## Excerpt
Eventually I raise my hand, catch his attention, and deliver my (hopefully) thoughtful beard-stroker:

What is the correct balance of sales to engineering for a young company?

MB seems to react well. Ultimately, he says, “you have to have a product”, something that works and solves a problem for somebody. Sales can only cover up bugs and technical and functional shortcomings for so long. He suggests that “good products sell themselves”, while immediately qualifying by pointing out that his role in the early days of Bloomberg L.P. was pure sales (and some technical support).

This all makes sense, and it is reassuring to hear this answer from someone who has seen and done so much.

He goes on to add that it is permissible to begin selling a product that does not yet exist, and to assess demand and to start to understand the reactions to your product before comitting significant resources to its development. If people are interested in your product, he says, they will be somewhat tolerant and patient while you work out the kinks. He makes analogy to his experience as Mayor of New York, likening the challenge of creating a product to the challenge of developing policy. “If you lay out a compelling vision”, he says, “people will be willing to go along with you”.

I like this answer very much. I’ve often joked with friends that success is striking the right balance between “style” and “substance” – talking up the biggest game that you can actually deliver on. Being too humble means that few people be rallied to support your vision, while being too extravagant will cause you to fail to meet your promises and ultimately lose both face and respect. Professional and personal growth, in my mind, involves setting expectations about 10% too high, pushing yourself to meet them, growing in the process, and then setting them 10% too high again. In math terms, we can think of this as a kind of coordinate descent, where you alternate back and forth between two parameters, iteratively optimizing one at a time. I’m a comically big believer in personal growth as the source of basically everything good, as well as metaphors as a tool for communicating relationships and ideas, so this kind of thinking makes me happy.

Eventually, MB wraps up and leaves the stage. The agenda takes us to the small-group portion of the evening, where we gather around small tables for a social exercise, lathered in a rich sauce of tech humor.

The goal: develop a new ice breaker, beta test it, and “ship it” to an adjacent table.

I am at a table with a number of intriguing people: a woman in communications at Bloomberg, a number of tech executives (including the head of engineering for LinkedIn in New York), and a few people in their twenties with sparkles in their eye. We begin tossing out ideas. I offer my pet icebreaker, “If you could be born into any society has has ever existed, which would it be, and who would you have been?”. I am immediately labeled “the graduate student”, which I don’t mind.

A very cool guy across the table suggests the winning (and admittedly better) icebreaker, which was “If everyone could have a metric displayed above their heads (like the green diamond in The Sims), what would it be?”. Numerous suggestions are made, ranging from “last time they called their Mom” to “number of close friends they have”. Ultimately, we settle on “number of days until they die”, which is intriguing if a bit macabre. (Writing this post, another option came to mind: “a person’s relationship with the person they are speaking to”). We write the icebreaker on a notecard and send it to another table (we are later told it was well received), and then begin chatting amongst ourselves. The LinkedIn guy, myself, and a well-dressed executive looking type decide to take in the view, which is marvelous:

View from Bloomberg Offices

Eventually, the groups lose their surface tension and the evening reaches its final stage, which is the final drink and mingle. As the first streaks of pink and orange appear in the sky, the organizers bring the event to a close, handing out the obligatory t-shirts and thanking us profusely for coming. So fun.

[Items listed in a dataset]
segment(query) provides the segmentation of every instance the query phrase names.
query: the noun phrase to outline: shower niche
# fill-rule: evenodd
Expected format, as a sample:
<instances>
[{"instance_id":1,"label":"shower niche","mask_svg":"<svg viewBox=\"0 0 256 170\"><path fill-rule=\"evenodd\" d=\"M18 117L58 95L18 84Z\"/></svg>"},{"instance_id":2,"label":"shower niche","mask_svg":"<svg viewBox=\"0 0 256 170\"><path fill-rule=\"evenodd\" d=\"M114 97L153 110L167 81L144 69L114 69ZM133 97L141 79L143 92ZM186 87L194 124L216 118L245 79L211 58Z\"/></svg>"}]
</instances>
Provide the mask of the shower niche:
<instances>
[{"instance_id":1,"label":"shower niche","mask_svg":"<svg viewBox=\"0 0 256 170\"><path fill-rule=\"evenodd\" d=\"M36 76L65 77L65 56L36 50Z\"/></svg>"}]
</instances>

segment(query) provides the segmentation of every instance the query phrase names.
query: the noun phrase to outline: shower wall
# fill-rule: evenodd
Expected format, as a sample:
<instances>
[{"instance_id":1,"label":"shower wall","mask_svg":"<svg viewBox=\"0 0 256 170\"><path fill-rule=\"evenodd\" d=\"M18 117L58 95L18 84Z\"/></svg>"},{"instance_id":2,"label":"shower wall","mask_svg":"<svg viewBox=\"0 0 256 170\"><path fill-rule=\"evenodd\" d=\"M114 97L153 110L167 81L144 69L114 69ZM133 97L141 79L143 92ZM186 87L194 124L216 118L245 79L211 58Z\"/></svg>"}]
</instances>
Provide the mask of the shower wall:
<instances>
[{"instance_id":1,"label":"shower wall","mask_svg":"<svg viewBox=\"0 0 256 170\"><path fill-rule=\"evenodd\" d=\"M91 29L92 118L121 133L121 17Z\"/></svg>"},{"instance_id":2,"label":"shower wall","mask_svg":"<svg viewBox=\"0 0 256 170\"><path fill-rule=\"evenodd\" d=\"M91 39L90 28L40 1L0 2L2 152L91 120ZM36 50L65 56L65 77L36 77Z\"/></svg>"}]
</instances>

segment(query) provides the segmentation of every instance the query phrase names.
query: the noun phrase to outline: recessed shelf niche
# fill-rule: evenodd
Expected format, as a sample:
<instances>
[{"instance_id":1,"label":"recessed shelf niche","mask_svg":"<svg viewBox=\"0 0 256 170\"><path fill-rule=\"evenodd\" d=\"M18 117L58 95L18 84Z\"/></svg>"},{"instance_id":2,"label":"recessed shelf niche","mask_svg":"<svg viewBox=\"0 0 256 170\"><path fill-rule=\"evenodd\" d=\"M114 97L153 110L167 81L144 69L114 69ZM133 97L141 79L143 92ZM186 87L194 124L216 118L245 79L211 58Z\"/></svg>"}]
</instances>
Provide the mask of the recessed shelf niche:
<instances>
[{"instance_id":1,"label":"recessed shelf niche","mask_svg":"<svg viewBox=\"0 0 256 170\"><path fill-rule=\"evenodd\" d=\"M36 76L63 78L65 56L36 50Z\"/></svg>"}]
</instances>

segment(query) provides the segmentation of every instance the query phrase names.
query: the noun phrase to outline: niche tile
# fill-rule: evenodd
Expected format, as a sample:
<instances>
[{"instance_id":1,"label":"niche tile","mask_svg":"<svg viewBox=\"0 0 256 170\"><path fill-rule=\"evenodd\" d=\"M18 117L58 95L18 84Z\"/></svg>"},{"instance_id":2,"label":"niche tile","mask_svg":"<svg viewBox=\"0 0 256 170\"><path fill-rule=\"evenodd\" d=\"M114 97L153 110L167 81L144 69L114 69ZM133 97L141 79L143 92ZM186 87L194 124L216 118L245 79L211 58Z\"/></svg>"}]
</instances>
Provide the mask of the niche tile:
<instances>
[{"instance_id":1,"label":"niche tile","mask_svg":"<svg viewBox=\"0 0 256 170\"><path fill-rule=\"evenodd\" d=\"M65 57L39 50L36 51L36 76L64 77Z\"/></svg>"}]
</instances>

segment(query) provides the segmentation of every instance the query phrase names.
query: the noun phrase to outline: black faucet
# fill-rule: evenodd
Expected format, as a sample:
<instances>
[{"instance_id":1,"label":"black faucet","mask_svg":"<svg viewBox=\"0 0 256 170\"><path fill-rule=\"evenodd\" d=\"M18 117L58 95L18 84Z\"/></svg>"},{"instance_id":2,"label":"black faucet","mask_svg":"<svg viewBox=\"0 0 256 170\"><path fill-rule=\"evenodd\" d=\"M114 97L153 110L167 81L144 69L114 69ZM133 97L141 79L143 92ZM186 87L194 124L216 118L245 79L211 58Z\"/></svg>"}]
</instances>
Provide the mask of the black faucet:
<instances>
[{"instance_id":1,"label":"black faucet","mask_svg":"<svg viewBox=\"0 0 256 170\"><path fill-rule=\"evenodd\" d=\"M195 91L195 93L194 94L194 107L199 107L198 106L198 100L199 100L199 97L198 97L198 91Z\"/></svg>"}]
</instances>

## Task description
Repeat the portion of the excerpt between "Eventually, MB wraps" and "I don’t mind.", inclusive. These records were taken from a different source than the excerpt.

## Written solution
Eventually, MB wraps up and leaves the stage. The agenda takes us to the small-group portion of the evening, where we gather around small tables for a social exercise, lathered in a rich sauce of tech humor.

The goal: develop a new ice breaker, beta test it, and “ship it” to an adjacent table.

I am at a table with a number of intriguing people: a woman in communications at Bloomberg, a number of tech executives (including the head of engineering for LinkedIn in New York), and a few people in their twenties with sparkles in their eye. We begin tossing out ideas. I offer my pet icebreaker, “If you could be born into any society has has ever existed, which would it be, and who would you have been?”. I am immediately labeled “the graduate student”, which I don’t mind.